* [Page text]:
----------------------------------------

For enhanced comprehension, we have provided an illustrative scenario to demonstrate the impact of Equation (15) (3). It is evident that the function effectively pushes each vector toward its closest axis. Accordingly, it aids in categorizing the features into distinct groups based on their closest axis, improving the similarity within each group while diminishing the similarity across groups.

Fig. 3
figure 3

The map function applies a transformation that moves each vector toward the nearest axis, hence assisting linear attention in focusing on relevant features

Relative position encoding

The conformer model requires positional encoding, unlike RNNs or CNNs, to provide sequence order information. This aspect is crucial since an attention-based module alone cannot adequately discern sequence order. To address this, two primary strategies are commonly employed: Absolute Positional Encoding (APE) [20] assigns distinct encoding vectors to each token, specifying their exact positions within the sequence. This aids in positional understanding and is commonly used in many transformer-based models. Relative Positional Encoding (RPE) [61,62,63] captures relative distances between input elements, establishing pairwise relationships among symbols. RPE computes interactions between query tables with learnable parameters [64] and queries/keys within the self- attention module, effectively handling long dependencies among tokens. While APE utilizes trainable parameters for position vectors and updates them during training, it is limited by the input length N. In contrast, RPE focuses on relative distances between current and attended positions during attention computation [65], without detailing every input. In tasks such as lip-reading, where relying on relative positions often demonstrates superior performance [73], RPE is preferred due to its ability to handle long dependencies effectively.

RPE, seemingly inspired by APE, augments general attention mechanisms by integrating positional information, as follows:

$$\begin{aligned} \begin{aligned} \begin{array}{l} q_i=(x_i+p_i)W_Q\\ k_i=(x_i+p_i)W_K\\ v_i=(x_i+p_i)W_V\\ a_{i,j}=\textrm{softmax}(q_ik^{{\textrm{T}}}_j)\\ O_i =\sum _{j}a_{i,j}v_j \end{array} \end{aligned} \end{aligned}$$
(17)

where \(x_i\) represents the original feature vector at the ith position in the input sequence, and \(p_i\) indicates the positional coding vector at that position. The vectors \(q_i\), \(k_i\), and \(v_i\) for \(i=1,\dots ,N\) denote the query, key, and value vectors, respectively.

----------------------------------------

* [Information provided]:
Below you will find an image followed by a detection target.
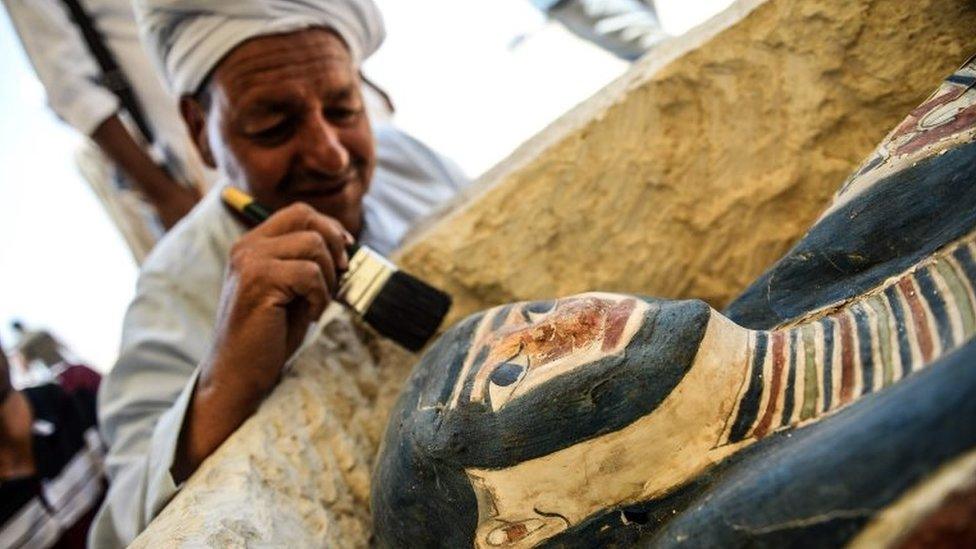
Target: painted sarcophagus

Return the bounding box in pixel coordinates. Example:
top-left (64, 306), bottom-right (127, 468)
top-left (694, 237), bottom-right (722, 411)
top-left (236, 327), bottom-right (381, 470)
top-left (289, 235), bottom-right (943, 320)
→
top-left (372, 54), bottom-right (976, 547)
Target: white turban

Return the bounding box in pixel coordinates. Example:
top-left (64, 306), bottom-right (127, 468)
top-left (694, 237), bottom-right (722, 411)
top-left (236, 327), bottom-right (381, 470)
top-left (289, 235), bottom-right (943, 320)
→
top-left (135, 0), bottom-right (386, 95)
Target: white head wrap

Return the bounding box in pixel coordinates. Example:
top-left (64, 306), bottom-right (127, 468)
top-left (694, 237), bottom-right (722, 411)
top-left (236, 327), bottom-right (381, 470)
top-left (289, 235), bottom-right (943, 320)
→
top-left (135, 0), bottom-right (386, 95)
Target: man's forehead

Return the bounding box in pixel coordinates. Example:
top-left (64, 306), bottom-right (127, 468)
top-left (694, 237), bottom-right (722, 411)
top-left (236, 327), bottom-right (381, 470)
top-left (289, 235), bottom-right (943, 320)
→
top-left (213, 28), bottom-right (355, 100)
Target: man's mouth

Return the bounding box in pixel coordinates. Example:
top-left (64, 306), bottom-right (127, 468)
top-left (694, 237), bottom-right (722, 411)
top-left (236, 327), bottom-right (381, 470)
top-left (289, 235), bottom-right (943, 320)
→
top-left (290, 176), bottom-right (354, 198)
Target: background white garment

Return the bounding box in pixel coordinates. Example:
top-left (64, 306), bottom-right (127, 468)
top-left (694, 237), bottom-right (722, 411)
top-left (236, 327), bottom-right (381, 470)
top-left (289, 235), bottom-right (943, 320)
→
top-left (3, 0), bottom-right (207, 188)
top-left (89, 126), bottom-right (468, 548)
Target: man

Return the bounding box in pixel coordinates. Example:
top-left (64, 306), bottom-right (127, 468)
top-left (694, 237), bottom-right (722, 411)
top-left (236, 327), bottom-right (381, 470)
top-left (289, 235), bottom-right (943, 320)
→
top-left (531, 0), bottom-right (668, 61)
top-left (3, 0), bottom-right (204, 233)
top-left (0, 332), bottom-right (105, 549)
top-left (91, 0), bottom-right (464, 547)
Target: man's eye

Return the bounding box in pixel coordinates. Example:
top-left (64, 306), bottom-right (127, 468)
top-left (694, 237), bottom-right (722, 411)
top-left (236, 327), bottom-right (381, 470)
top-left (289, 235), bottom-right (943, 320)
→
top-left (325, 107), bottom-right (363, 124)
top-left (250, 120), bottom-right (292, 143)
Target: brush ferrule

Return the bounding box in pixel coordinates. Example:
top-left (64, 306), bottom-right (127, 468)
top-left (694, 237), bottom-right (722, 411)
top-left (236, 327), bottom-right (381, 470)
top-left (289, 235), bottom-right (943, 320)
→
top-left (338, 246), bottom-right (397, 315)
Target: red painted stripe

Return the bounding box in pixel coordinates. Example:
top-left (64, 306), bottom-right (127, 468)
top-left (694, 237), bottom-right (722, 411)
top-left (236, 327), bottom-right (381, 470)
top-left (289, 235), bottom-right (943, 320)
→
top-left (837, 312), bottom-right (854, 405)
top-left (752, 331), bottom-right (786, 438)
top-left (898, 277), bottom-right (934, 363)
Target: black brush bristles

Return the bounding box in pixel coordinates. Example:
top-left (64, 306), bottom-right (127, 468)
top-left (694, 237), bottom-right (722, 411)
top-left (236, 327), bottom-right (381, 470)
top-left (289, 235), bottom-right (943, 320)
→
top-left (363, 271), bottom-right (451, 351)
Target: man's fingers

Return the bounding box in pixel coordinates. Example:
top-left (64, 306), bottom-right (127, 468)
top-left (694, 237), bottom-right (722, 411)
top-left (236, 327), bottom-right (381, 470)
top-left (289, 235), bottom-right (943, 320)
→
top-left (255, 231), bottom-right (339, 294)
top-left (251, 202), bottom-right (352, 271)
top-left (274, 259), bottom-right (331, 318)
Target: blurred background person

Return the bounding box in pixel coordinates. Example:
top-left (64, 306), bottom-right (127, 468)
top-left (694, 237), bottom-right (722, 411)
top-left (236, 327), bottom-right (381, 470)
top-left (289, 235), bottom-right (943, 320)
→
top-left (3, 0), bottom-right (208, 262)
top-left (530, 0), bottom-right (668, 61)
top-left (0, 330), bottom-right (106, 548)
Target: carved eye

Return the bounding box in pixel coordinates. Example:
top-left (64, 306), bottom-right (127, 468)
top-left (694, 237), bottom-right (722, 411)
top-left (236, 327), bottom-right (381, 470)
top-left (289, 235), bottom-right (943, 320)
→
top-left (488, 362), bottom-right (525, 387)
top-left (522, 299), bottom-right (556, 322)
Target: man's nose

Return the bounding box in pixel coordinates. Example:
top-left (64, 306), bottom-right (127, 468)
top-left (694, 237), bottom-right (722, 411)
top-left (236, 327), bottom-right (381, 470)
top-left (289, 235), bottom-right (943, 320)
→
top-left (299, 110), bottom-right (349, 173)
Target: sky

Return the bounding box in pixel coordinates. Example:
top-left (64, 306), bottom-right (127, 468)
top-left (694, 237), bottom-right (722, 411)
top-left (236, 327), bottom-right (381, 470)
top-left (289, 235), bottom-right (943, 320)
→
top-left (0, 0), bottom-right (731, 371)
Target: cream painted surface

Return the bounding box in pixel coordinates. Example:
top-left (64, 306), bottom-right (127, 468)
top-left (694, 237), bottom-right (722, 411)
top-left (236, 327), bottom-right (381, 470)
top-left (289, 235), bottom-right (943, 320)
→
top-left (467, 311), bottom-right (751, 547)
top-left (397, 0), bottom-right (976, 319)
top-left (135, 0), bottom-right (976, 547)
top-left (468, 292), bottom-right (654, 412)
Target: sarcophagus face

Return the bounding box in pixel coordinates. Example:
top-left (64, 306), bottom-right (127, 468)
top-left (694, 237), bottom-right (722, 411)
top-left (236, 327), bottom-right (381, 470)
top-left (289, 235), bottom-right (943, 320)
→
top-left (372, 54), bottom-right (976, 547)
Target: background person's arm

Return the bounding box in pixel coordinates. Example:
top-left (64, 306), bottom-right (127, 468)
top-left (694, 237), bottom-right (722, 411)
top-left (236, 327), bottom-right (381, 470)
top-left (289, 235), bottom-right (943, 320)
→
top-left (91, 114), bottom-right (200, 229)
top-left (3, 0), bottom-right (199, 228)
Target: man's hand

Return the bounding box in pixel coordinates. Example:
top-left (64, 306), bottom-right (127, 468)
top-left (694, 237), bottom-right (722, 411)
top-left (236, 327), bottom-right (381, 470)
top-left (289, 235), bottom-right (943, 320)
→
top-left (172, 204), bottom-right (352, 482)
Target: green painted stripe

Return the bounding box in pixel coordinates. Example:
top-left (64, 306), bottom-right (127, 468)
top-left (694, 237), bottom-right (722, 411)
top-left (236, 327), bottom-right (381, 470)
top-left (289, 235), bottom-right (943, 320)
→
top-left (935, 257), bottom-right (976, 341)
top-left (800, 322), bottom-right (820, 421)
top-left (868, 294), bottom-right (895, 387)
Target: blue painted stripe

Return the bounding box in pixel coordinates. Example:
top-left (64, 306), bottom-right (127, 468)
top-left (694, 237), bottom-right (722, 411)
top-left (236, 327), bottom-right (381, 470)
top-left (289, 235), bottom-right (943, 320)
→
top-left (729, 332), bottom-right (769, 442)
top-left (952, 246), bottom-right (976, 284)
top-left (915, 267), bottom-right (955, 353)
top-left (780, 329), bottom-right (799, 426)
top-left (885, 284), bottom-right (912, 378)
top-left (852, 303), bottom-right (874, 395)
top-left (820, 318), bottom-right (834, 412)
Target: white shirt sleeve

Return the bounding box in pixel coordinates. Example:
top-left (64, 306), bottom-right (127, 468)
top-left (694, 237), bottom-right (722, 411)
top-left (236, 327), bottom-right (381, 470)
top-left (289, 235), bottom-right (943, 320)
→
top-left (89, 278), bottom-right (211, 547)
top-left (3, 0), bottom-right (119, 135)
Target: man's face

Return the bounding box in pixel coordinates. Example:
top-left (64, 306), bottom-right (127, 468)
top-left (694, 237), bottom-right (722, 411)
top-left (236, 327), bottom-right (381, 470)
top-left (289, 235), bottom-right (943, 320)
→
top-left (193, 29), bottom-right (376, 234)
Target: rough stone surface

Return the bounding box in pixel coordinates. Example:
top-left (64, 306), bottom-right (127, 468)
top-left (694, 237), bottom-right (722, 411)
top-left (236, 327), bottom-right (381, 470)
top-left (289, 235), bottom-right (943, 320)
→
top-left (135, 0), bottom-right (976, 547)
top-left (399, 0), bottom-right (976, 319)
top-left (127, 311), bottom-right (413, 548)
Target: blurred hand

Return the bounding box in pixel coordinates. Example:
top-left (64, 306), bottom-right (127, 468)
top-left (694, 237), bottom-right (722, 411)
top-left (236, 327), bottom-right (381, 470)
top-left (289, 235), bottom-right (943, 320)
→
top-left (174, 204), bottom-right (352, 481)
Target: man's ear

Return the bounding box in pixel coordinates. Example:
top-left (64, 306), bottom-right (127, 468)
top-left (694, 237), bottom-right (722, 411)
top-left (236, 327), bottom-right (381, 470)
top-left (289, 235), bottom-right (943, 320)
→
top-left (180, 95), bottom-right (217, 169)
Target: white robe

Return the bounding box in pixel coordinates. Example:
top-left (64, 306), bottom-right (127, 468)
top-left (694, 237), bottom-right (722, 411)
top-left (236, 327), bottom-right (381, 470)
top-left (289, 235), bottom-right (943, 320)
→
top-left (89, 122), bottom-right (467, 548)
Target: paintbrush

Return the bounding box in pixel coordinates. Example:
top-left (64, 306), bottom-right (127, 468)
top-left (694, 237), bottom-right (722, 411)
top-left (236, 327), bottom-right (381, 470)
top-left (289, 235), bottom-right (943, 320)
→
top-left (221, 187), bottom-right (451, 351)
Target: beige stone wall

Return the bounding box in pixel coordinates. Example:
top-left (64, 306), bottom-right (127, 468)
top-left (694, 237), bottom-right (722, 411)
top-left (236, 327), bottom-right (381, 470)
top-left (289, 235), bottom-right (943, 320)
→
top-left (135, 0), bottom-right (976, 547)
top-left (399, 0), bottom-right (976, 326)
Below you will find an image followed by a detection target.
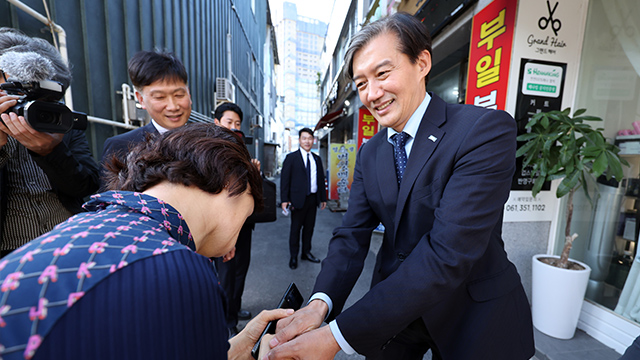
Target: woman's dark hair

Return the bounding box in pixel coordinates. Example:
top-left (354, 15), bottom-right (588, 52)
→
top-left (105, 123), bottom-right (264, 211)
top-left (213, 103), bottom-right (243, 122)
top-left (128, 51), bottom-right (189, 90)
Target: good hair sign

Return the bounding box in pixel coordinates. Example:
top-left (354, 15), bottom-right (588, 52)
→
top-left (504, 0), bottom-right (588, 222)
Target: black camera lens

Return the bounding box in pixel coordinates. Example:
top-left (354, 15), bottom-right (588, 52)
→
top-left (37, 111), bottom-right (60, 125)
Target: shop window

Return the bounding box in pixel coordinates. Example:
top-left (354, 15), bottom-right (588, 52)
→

----------------------------------------

* [Tasks and exercises]:
[1] Rewrite the records as a numbered list, leaving out blank lines. Begin with the line containing "Target: black camera lens" and go on through the last line of the records.
[2] Continue the passage on positional encoding in the conformer model from where it stops.

* [Results]:
[1]
1. Target: black camera lens
2. Return the bounding box in pixel coordinates. Example:
3. top-left (354, 15), bottom-right (588, 52)
4. →
5. top-left (37, 111), bottom-right (60, 125)
6. Target: shop window
7. Return the bounding box in pixel coordinates. Example:
8. top-left (354, 15), bottom-right (588, 52)
9. →

[2]
We initially unfolded \(q_ik^{\textrm{T}} _j\):

$$\begin{aligned} \begin{aligned}&q_{i} k_{j}^{\textrm{T}}=\left( x_{i}+p_{i}\right) W_{Q} W_{K}^{\textrm{T}}\left( x_{j}+p_{j}\right) ^{\textrm{T}}\\&=\left( x_{i} W_{Q}+p_{i} W_{Q}\right) \left( W_{K}^{\textrm{T}} x_{j}^{\textrm{T}}+W_{K}^{\textrm{T}} p_{j}^{\textrm{T}}\right) \end{aligned} \end{aligned}$$
(18)

To introduce relative position information, we removed the first term position and changed the second term \(W_{K}^{\textrm{T}} p_{j}^{\textrm{T}}\) to a binary position vector \(R_{i, j}^{K}\), which becomes:

$$\begin{aligned} \begin{aligned} a_{i, j}={\text {softmax}}\left( x_{i} W_{Q}\left( x_{j} W_{K}+R_{i, j}^{K}\right) ^{\textrm{T}}\right) \end{aligned} \end{aligned}$$
(19)

And \(p_{j} W_{V} \) in \(O_{i}=\sum _{j} a_{i, j} v_{j}=\sum _{j} a_{i, j}\left( x_{j} W_{V}+p_{j} W_{V}\right) \)for \(R_{i, j}^{V}\):

$$\begin{aligned} \begin{aligned} O_{i}=\sum _{j} a_{i, j}\left( x_{j} W_{V}+R_{i, j}^{V}\right) \end{aligned} \end{aligned}$$
(20)

In this way, pairwise positional relationships can be learned during training. Considering the abovementioned abandonment of the softmax operation in linear attention, the approach for RPE also required revision:

$$\begin{aligned} \begin{aligned} a_{i, j}=\phi \left( x_{i} W_{Q}\right) \left( \phi \left( x_{j} W_{K}\right) ^{\textrm{T}}+\phi \left( R_{i, j}^{K}\right) ^{\textrm{T}}\right) \end{aligned} \end{aligned}$$
(21)

Hence, we have:

$$\begin{aligned} \begin{aligned} O_{i}=\sum _{j}\left( \phi \left( x_{i}W_{Q}\right) \left( \phi \left( x_{j}W_{K}\right) ^{\textrm{T}}+\phi \left( R_{i,j}^{K}\right) ^{\textrm{T}}\right) \right) .\\ \left( x_{j}W_{V}+R_{i,j}^{V}\right) \end{aligned} \end{aligned}$$
(22)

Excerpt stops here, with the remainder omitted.